- Poster
- Directed by: M. A. Thirumugam
- Written by: R. K. Shanmugam (dialogues)
- Story by: Sandow M. M. A. Chinnappa Thevar
- Based on: Haathi Mere Saathi by Salim–Javed
- Produced by: Sandow M. M. A. Chinnappa Thevar
- Starring: M. G. Ramachandran K. R. Vijaya
- Cinematography: T. M. Sundar Babu V. Selvaraj
- Edited by: M. A. Thirumugam M. G. Balu Rao
- Music by: K. V. Mahadevan
- Production company: Devar Films
- Release date: 10 March 1972;
- Running time: 162 minutes
- Country: India
- Language: Tamil

= Nalla Neram =

1972 film by M. A. Thirumugam

Nalla Neram is a 1972 Indian Tamil-language film, directed by M. A. Thirumugam and produced by Sandow M. M. A. Chinnappa Thevar. The film stars M. G. Ramachandran and K. R. Vijaya. It is a remake of the 1967 Tamil film Deiva Cheyal. All three versions were produced by Thevar. The film was released on 10 March 1972. It emerged a major success, running for more than 100 days in theatres.

== Plot ==
Raja Kumar, affectionately known as Raju (played by M.G. Ramachandran), is a compassionate and courageous man who earns his living by training and performing with elephants. Raised among these majestic animals, Raju shares an unbreakable bond with them—especially with his lead elephant, who is more like a brother than a beast. His life is simple yet noble, rooted in loyalty, discipline, and a deep respect for nature.

Raju’s world changes when he meets Vijaya (played by K.R. Vijaya), a gentle and educated woman from a different social background. Their love blossoms quickly, and despite their contrasting lifestyles, they marry and begin a new life together. However, Vijaya harbors a traumatic past—she lost her younger brother in a tragic elephant-related accident during childhood. This unresolved fear turns into resentment, and she finds it difficult to accept Raju’s close relationship with the elephants.

As Raju continues his work, Vijaya feels increasingly isolated and neglected. She believes Raju prioritizes his elephants over her emotional needs, leading to tension and heartbreak. The conflict escalates when Vijaya demands that Raju abandon his profession and sever ties with the elephants. Torn between his wife’s pain and his lifelong companions, Raju faces a moral and emotional dilemma.

..........

Problems to work on:
1. In the Nalla Neram article, why does Vijaya find it hard to accept Raju's close bond with his elephants?
2. List each person the Nalla Neram article credits for cinematography or editing.

..........

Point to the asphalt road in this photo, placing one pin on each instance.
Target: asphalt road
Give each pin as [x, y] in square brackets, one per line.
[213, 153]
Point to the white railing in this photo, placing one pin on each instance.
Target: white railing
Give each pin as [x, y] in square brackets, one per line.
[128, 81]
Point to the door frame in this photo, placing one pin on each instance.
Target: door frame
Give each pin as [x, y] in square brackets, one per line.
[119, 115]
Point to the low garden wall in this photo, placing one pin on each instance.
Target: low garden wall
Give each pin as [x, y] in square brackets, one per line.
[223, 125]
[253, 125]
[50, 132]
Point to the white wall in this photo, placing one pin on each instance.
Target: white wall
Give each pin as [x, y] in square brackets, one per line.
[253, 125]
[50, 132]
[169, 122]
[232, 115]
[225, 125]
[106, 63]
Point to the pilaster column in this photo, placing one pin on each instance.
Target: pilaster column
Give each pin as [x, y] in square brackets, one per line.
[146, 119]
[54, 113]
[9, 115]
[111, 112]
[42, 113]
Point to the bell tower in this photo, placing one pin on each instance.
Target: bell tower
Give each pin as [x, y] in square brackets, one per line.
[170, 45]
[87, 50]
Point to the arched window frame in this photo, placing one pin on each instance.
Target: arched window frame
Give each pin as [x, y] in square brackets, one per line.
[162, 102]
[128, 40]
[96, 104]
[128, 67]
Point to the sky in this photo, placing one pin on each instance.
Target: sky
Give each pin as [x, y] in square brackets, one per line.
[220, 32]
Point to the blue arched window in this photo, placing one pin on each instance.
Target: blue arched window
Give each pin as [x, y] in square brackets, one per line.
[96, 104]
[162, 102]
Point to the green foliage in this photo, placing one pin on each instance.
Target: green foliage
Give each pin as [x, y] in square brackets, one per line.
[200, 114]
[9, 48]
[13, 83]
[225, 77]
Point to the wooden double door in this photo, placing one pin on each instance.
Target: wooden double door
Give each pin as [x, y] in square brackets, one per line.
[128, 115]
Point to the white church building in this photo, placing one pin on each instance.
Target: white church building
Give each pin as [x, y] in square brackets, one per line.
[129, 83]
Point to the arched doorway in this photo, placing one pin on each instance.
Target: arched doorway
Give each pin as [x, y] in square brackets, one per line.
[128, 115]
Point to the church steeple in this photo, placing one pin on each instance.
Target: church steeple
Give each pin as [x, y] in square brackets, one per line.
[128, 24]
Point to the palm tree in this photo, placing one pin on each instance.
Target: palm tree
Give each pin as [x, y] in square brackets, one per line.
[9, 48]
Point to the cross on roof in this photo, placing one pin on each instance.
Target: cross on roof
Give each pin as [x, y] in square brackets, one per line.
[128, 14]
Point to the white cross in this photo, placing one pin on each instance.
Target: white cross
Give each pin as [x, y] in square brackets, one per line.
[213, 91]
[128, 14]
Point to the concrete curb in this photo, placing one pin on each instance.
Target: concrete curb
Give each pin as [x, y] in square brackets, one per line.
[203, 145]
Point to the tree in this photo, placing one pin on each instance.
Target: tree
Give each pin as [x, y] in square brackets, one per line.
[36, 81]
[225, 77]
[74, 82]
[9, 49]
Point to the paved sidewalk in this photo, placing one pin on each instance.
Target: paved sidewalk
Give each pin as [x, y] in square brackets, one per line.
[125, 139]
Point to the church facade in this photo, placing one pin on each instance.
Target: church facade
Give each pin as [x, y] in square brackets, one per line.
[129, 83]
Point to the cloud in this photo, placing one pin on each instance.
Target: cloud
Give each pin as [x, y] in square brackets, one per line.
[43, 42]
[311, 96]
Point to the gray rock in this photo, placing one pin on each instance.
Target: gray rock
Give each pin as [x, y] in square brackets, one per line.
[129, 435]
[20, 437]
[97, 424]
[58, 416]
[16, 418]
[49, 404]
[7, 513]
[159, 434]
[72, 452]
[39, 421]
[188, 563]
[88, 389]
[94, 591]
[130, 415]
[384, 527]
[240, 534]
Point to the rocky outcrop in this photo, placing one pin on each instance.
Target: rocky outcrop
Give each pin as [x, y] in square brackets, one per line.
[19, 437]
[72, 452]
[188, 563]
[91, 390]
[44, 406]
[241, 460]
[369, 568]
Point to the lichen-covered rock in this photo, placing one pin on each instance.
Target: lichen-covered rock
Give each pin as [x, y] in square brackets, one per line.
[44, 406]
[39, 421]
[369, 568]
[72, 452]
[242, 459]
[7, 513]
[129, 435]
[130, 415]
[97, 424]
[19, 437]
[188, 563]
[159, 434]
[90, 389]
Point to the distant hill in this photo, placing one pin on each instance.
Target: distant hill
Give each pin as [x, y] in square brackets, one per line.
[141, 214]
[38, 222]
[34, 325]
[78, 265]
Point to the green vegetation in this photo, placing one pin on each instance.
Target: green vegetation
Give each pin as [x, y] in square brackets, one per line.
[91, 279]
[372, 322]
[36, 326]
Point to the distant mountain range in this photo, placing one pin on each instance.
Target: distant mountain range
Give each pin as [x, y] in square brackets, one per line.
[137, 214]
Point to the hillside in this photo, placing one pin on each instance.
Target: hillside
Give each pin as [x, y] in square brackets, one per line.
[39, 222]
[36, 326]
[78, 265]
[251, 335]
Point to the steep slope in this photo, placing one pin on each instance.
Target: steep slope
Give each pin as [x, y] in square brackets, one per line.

..........

Solved tasks:
1. As a child, Vijaya lost her younger brother in a tragic elephant-related accident. That unresolved fear turned into resentment, so she struggles to accept Raju's closeness to the elephants.

2.
- T. M. Sundar Babu (cinematography)
- V. Selvaraj (cinematography)
- M. A. Thirumugam (editing)
- M. G. Balu Rao (editing)